[[ Page extract open ]]

Title 42The Public Health and WelfareRelease 119-73

§300d–61 Establishment of Program

Title 42 › Chapter CHAPTER 6A— - PUBLIC HEALTH SERVICE › Subchapter SUBCHAPTER X— - TRAUMA CARE › Part Part F— - Interagency Program for Trauma Research › § 300d–61

Last updated Apr 6, 2026|Official source

Summary

The Director of the National Institutes of Health must set up a broad research program on trauma. The program must fund and run basic and clinical studies about how to diagnose, treat, manage, and help people recover from injuries. The Director must make a written plan with the Trauma Research Interagency Coordinating Committee, review and update it regularly, and follow that plan. The plan had to be sent by December 1, 1993 to the House Committee on Energy and Commerce and the Senate Committee on Health, Education, Labor, and Pensions, with cost estimates for fiscal years 1994–1996. The program must cover all parts of trauma care (from before hospital to rehab), study how the body reacts to injury, include research for children and older adults, and may give grants or contracts for traumatic brain injury work. That brain injury research may fund new ways to diagnose and monitor injury, tests and treatments to stop or reverse brain damage and help long-term recovery, research that links acute care to rehab and long-term outcomes, programs to involve academic centers, and work on cognitive and behavioral problems like reading, speech, and reasoning. The Director must coordinate NIH agencies, encourage them to work together, make grants to public and nonprofit groups (including designated trauma centers), and make sure the program has the needed resources. Defined terms (one line each): designated trauma center — the meaning given in another law; Director — the Director of the National Institutes of Health; trauma — injury from mechanical force or from external agents (for example, thermal, electrical, chemical, or radioactive); traumatic brain injury — an acquired brain injury (not from birth, congenital, or degenerative causes; may include anoxia from trauma). Money was authorized as needed for each fiscal year 2001–2005 and each fiscal year 2009–2012.

Full Legal Text

Title 42, §300d–61

The Public Health and Welfare — Source: USLM XML via OLRC

(a)The Secretary, acting through the Director of the National Institutes of Health (in this section referred to as the “Director”), shall establish a comprehensive program of conducting basic and clinical research on trauma (in this section referred to as the “Program”). The Program shall include research regarding the diagnosis, treatment, rehabilitation, and general management of trauma.
(b)(1)The Director, in consultation with the Trauma Research Interagency Coordinating Committee established under subsection (g), shall establish and implement a plan for carrying out the activities of the Program, including the activities described in subsection (d). All such activities shall be carried out in accordance with the plan. The plan shall be periodically reviewed, and revised as appropriate.

[[ Page extract closed ]]
[[ Excerpted records open ]]

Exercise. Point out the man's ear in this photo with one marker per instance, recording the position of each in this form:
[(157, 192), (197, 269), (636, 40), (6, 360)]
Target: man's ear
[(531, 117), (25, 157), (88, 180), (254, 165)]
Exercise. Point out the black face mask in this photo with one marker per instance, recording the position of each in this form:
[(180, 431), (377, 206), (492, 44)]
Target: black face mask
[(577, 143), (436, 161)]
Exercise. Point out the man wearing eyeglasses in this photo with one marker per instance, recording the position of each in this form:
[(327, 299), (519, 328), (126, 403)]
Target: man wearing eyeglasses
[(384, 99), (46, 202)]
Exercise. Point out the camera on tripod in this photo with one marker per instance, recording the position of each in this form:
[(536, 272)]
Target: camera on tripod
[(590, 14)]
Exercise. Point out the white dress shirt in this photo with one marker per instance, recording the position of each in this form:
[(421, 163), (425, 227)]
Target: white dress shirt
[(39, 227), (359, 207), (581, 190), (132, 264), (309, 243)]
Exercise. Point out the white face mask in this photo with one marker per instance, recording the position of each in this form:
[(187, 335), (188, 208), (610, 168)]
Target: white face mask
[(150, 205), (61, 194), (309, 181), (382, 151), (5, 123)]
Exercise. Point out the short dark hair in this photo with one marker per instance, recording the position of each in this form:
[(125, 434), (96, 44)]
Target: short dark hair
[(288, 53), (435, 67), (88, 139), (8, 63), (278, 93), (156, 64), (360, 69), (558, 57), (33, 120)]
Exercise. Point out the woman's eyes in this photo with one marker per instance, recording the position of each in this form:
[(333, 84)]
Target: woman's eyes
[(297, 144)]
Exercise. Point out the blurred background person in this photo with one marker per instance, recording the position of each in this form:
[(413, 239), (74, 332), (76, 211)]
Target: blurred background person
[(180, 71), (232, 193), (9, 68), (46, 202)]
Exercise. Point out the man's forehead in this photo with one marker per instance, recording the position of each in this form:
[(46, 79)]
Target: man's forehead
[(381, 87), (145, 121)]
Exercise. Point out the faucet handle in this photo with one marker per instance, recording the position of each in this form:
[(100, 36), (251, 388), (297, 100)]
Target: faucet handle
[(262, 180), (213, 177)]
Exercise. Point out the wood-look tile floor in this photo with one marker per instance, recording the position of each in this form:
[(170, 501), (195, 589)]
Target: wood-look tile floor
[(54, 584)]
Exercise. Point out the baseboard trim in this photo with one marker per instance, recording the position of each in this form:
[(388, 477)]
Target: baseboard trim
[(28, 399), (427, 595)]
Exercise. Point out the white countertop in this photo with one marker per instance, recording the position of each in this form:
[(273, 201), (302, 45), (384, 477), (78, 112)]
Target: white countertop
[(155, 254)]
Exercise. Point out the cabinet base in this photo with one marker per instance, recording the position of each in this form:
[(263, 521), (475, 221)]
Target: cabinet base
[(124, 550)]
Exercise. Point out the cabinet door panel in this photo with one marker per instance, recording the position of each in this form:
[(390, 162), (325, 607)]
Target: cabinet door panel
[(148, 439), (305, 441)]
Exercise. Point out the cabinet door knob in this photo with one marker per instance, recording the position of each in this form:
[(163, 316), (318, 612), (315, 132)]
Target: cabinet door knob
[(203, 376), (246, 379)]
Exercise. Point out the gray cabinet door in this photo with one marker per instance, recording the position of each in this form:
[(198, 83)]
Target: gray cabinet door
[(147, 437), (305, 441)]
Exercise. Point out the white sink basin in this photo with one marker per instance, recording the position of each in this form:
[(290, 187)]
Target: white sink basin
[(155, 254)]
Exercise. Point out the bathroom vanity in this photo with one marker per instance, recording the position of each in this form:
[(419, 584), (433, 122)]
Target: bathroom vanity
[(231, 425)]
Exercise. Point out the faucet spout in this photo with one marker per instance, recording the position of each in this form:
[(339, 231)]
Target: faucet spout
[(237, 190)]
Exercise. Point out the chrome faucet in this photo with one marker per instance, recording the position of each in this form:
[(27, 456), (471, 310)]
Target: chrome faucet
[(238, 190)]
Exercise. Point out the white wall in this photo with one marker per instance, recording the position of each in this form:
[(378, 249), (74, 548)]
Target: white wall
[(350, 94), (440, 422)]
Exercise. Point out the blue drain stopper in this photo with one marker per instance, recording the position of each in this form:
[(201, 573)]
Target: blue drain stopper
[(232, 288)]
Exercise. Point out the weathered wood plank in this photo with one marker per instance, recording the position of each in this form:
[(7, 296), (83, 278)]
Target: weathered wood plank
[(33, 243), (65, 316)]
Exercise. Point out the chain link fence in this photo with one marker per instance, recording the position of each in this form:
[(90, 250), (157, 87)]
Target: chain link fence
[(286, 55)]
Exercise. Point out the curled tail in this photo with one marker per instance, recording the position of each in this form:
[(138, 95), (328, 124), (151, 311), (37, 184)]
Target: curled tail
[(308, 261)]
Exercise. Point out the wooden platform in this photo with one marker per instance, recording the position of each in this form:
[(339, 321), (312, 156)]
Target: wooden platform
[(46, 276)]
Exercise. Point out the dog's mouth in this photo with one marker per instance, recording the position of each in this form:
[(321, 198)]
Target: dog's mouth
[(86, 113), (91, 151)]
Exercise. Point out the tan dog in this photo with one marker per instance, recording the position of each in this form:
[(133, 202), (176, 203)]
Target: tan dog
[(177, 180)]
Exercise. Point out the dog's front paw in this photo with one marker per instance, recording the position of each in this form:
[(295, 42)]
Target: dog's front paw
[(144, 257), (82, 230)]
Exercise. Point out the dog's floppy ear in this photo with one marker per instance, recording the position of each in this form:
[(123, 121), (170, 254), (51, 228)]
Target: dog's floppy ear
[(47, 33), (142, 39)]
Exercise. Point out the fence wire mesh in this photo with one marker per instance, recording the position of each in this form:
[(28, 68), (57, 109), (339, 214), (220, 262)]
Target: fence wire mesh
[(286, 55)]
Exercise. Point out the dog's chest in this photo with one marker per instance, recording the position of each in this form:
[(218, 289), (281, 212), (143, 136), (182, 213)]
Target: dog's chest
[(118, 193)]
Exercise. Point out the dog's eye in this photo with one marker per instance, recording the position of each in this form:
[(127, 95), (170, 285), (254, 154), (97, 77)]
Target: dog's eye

[[ Excerpted records closed ]]

» **Task goal**
Reproduce the part of the trauma research section above between "The Public Health and Welfare —" and "revised as appropriate.", inclusive.

» **Answer space**
The Public Health and Welfare — Source: USLM XML via OLRC

(a)The Secretary, acting through the Director of the National Institutes of Health (in this section referred to as the “Director”), shall establish a comprehensive program of conducting basic and clinical research on trauma (in this section referred to as the “Program”). The Program shall include research regarding the diagnosis, treatment, rehabilitation, and general management of trauma.
(b)(1)The Director, in consultation with the Trauma Research Interagency Coordinating Committee established under subsection (g), shall establish and implement a plan for carrying out the activities of the Program, including the activities described in subsection (d). All such activities shall be carried out in accordance with the plan. The plan shall be periodically reviewed, and revised as appropriate.